What you need to do: Reproduce verbatim only the lines below that start at the line containing "Find the bounding region for the blue sky" and continue through the line containing "[388,131,438,154]", with both of those lines included.

Supplied data:
━━━━━━━━━━━━━━━━

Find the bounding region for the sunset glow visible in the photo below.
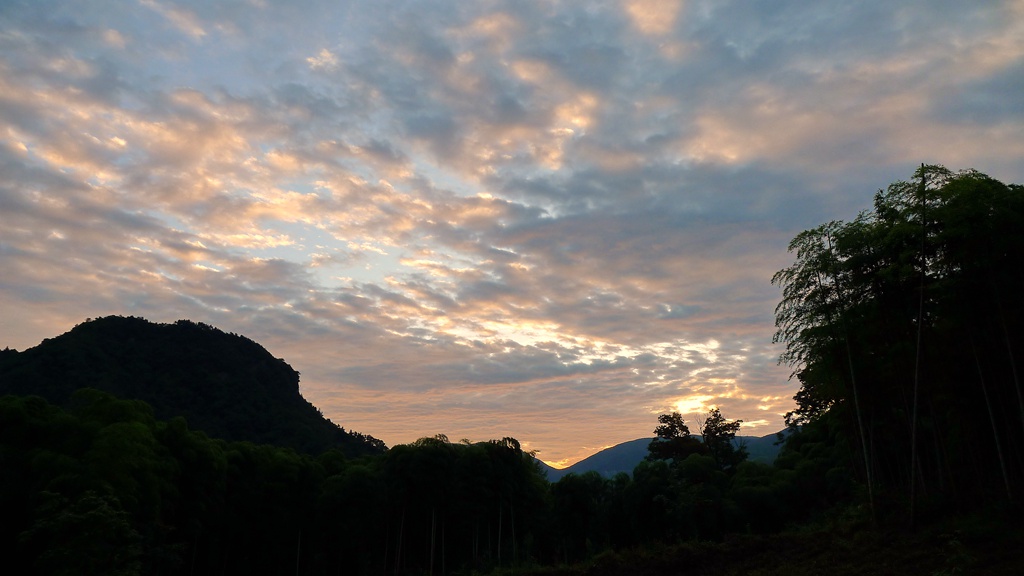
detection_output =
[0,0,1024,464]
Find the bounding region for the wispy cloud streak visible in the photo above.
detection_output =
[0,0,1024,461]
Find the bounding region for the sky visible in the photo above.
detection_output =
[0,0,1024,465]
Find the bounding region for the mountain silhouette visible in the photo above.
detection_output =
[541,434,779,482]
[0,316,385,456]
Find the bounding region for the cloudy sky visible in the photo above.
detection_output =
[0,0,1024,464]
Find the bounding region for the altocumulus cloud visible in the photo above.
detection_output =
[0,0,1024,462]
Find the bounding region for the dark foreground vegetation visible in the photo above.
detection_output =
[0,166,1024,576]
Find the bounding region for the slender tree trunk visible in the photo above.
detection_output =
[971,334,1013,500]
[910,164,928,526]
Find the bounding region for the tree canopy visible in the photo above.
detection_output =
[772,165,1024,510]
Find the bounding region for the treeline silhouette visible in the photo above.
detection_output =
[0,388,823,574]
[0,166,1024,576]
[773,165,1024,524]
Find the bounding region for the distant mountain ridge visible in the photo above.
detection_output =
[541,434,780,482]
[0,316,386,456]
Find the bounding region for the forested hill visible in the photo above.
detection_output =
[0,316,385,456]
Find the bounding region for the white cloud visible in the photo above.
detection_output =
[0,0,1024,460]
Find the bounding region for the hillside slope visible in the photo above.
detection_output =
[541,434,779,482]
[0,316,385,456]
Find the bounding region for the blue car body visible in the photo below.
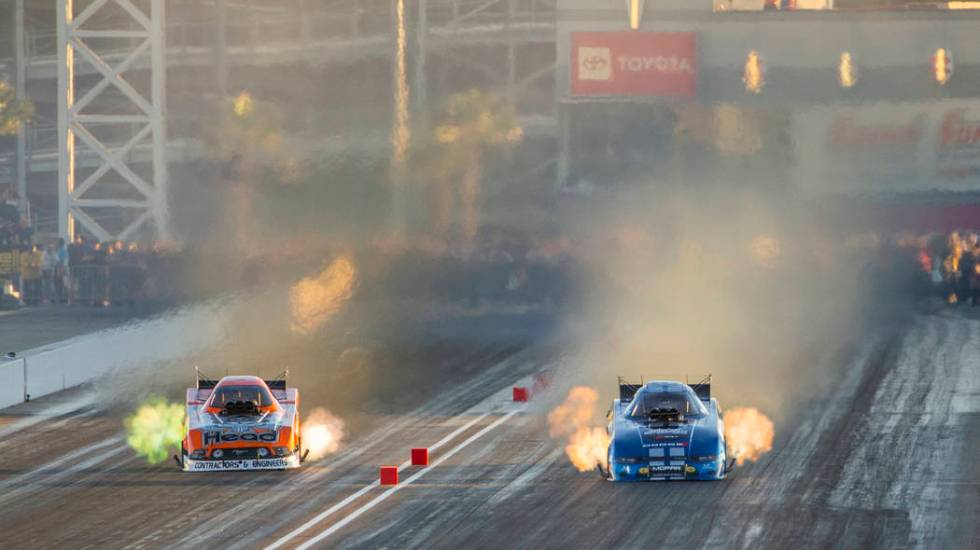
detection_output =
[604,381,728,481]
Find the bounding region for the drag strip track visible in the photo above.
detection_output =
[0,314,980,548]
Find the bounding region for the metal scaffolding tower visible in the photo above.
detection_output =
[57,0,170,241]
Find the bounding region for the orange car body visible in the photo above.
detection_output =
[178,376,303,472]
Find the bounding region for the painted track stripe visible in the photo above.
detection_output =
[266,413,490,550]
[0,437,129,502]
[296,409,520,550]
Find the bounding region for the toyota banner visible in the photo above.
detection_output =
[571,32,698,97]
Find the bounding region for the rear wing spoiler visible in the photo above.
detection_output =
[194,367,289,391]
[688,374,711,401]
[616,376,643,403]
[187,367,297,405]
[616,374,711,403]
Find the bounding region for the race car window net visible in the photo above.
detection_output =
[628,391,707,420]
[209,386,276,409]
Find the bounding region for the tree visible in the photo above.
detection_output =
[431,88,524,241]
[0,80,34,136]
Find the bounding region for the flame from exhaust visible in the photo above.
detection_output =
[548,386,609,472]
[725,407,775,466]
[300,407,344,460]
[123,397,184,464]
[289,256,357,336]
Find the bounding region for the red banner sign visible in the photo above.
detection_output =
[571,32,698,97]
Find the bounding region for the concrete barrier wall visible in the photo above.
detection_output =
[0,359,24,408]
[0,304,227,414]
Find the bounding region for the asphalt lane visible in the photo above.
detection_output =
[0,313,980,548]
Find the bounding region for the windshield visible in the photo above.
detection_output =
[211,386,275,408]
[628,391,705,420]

━━━━━━━━━━━━━━━━

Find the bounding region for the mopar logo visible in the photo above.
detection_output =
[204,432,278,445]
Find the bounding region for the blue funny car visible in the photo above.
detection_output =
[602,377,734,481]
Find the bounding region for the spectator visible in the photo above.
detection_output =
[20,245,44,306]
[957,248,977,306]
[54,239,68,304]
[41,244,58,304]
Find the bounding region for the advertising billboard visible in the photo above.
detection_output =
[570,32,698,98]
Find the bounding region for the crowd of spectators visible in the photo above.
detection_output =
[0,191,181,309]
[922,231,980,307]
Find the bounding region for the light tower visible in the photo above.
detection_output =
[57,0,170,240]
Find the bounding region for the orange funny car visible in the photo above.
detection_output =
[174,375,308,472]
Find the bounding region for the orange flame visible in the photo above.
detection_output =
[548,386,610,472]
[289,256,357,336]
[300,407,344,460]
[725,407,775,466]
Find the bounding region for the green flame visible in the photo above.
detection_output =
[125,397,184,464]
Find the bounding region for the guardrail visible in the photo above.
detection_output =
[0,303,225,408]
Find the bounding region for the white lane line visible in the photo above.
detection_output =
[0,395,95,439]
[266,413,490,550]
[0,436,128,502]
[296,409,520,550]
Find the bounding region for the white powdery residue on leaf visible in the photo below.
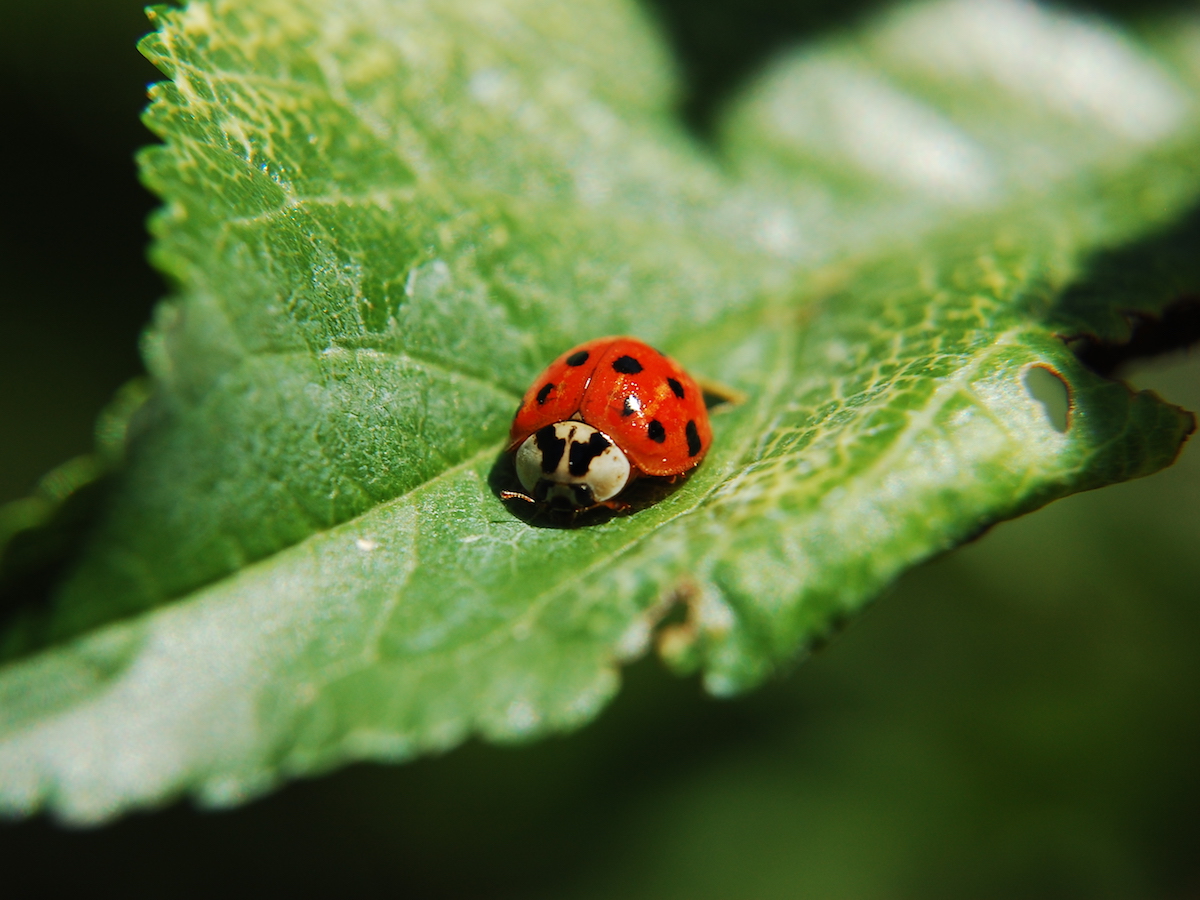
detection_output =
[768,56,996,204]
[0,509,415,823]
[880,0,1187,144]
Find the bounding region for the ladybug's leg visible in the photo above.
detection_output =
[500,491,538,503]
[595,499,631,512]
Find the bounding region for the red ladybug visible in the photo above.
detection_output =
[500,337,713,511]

━━━━━━━━━━━━━━━━

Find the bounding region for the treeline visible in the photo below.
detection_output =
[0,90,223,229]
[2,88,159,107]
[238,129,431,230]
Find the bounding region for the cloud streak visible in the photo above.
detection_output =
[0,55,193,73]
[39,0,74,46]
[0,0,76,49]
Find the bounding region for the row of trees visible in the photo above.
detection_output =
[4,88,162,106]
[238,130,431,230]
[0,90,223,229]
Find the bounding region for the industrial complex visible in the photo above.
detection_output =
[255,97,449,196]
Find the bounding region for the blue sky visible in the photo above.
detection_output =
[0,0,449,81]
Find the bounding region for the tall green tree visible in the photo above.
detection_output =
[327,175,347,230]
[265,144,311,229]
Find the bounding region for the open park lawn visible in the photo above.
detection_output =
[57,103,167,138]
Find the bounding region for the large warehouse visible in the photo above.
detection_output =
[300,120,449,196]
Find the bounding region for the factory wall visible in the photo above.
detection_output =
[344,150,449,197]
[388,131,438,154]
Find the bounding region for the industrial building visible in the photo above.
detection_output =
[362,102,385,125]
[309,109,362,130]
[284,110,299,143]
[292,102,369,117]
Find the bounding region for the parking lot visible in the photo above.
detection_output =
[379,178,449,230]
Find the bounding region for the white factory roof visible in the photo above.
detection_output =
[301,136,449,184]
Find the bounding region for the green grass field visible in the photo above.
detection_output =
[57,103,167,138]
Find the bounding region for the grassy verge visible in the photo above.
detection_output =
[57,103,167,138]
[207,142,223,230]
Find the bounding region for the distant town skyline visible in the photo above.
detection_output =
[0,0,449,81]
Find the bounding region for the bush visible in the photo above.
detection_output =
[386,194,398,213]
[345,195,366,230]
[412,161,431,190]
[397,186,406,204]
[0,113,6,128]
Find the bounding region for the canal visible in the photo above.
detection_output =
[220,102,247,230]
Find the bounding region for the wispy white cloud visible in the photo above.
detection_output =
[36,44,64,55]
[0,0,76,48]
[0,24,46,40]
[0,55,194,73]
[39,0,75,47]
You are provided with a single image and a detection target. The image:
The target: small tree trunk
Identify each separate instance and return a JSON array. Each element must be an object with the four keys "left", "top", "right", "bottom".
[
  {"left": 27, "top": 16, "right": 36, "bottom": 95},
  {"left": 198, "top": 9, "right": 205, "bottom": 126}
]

━━━━━━━━━━━━━━━━

Response to the task:
Find the bounding region for the blue sky visible in the photo above.
detection_output =
[0,0,449,81]
Find the bounding region for the tall green tree visible in the photo above.
detection_output =
[327,175,347,230]
[265,144,311,229]
Find the bounding region for the open park lawn visible in the photo above.
detection_output =
[57,103,167,138]
Find the bounding region for the large warehouse visible in the photo above.
detection_output =
[300,120,449,196]
Find the bounding region for the factory wall visible in the photo above.
detection_output =
[344,150,449,197]
[388,131,438,154]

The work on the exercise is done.